_Written instruction:_
Can you pull out every line of the data below that contains the word "white"?

--- Entries supplied ---

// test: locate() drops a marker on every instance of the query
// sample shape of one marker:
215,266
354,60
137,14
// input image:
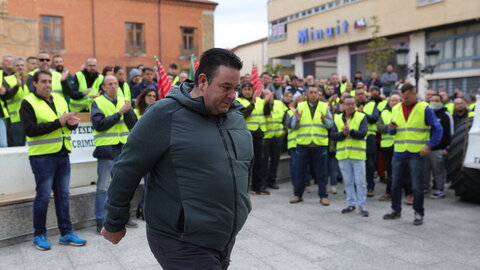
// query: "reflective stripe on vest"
85,102
274,125
413,134
52,142
387,139
351,148
118,133
312,130
256,119
14,104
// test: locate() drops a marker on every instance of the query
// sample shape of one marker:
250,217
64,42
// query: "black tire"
465,181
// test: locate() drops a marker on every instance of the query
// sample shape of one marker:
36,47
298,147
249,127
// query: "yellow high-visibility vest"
52,142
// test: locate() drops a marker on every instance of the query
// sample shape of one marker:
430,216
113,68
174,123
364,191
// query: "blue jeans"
317,157
3,132
51,173
415,167
353,171
332,169
104,171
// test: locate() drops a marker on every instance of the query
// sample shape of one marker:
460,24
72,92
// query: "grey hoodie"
199,168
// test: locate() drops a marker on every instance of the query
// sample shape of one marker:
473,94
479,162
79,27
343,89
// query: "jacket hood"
181,94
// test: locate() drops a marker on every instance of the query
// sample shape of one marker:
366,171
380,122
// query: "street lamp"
417,69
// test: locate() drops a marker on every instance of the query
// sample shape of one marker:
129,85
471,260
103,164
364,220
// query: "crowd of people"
354,131
333,129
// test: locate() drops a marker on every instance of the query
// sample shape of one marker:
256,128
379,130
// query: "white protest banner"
82,143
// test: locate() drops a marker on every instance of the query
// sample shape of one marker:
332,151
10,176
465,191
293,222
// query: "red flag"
164,83
255,79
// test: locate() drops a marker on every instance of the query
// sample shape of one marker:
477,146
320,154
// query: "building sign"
82,143
310,34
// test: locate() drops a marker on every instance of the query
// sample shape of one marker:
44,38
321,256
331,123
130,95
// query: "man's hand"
346,129
65,74
425,150
125,108
114,238
392,126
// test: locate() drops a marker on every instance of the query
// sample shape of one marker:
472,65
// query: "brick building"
116,32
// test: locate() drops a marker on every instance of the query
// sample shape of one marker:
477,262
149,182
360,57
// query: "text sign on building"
82,143
312,33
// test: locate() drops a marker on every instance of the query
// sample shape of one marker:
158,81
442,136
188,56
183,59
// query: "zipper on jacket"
234,181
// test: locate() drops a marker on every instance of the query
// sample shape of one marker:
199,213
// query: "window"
188,46
459,48
135,40
52,33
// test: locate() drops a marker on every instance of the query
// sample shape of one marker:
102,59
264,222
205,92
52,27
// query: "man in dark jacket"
198,153
435,160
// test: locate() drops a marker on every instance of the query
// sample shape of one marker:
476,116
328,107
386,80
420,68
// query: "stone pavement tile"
449,265
108,265
308,250
289,261
241,260
259,248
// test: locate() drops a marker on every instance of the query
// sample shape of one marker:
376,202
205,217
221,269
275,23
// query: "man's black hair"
212,59
36,75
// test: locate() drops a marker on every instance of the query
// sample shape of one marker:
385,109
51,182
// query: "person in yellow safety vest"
349,132
87,82
17,89
47,123
254,112
112,118
416,130
312,120
372,115
123,87
273,138
386,146
60,81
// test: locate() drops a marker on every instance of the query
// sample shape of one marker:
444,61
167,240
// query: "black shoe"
349,209
273,186
139,213
392,215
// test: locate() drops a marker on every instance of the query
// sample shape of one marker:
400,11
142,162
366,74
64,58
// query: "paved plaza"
303,236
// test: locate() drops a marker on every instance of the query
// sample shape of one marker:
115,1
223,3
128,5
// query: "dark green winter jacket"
198,166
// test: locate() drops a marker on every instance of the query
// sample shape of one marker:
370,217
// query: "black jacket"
199,169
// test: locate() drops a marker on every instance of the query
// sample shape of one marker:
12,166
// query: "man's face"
444,96
58,64
121,75
409,97
147,76
7,63
20,67
92,66
313,95
44,61
43,87
360,96
32,64
349,105
429,94
394,100
110,86
460,105
220,93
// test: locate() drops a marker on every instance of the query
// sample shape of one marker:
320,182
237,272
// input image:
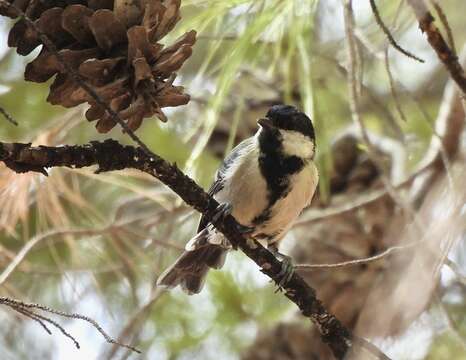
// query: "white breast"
245,188
286,210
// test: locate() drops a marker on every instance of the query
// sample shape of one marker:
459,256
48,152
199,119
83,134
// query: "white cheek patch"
297,144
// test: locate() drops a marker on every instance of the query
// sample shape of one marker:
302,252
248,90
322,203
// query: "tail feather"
191,268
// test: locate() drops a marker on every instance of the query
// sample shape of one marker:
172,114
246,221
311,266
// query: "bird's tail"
191,268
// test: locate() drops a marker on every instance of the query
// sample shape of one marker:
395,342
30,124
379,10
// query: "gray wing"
219,176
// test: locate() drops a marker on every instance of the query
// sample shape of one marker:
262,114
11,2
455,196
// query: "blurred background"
101,240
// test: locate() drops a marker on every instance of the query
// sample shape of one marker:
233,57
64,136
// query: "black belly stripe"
276,168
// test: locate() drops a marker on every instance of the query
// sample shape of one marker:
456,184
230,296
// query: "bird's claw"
287,271
243,229
222,211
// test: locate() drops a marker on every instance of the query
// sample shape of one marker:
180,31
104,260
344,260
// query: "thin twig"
367,260
7,116
387,33
443,19
361,201
456,270
110,155
296,289
33,316
26,307
438,43
393,91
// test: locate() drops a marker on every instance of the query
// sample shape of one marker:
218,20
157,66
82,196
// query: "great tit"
265,182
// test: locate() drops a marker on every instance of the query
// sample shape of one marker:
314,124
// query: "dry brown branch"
451,324
393,91
438,43
7,116
380,256
27,309
134,324
443,19
110,155
387,32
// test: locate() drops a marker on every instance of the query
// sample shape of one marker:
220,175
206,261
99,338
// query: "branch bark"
111,155
438,43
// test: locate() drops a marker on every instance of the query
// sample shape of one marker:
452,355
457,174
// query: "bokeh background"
102,239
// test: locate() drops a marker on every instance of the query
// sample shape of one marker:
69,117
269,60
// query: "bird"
264,183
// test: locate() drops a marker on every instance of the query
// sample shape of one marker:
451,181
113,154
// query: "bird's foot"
222,211
287,270
243,229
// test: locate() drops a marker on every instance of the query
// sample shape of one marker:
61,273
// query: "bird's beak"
265,123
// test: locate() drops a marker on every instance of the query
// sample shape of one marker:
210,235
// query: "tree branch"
111,155
438,43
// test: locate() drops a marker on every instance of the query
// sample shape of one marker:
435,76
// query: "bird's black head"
287,131
287,117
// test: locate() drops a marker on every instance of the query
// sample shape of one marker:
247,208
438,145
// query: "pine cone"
114,46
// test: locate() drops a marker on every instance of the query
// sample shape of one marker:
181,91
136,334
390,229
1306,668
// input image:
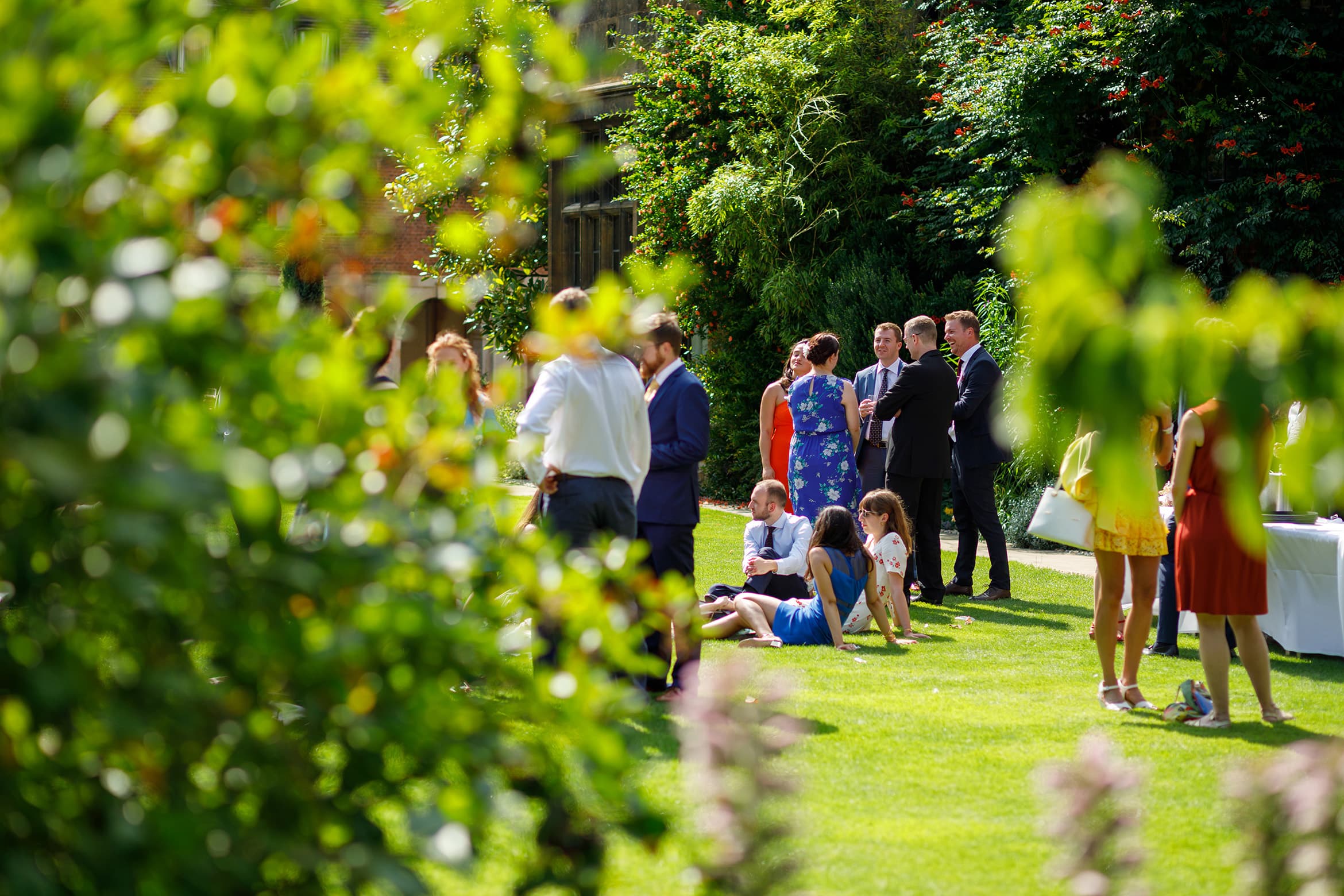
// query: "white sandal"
1141,704
1208,722
1105,704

---

_Problem solution:_
// query: "white protest banner"
// query: "white breast"
// query: "white cheek patch"
// query: "white sandal"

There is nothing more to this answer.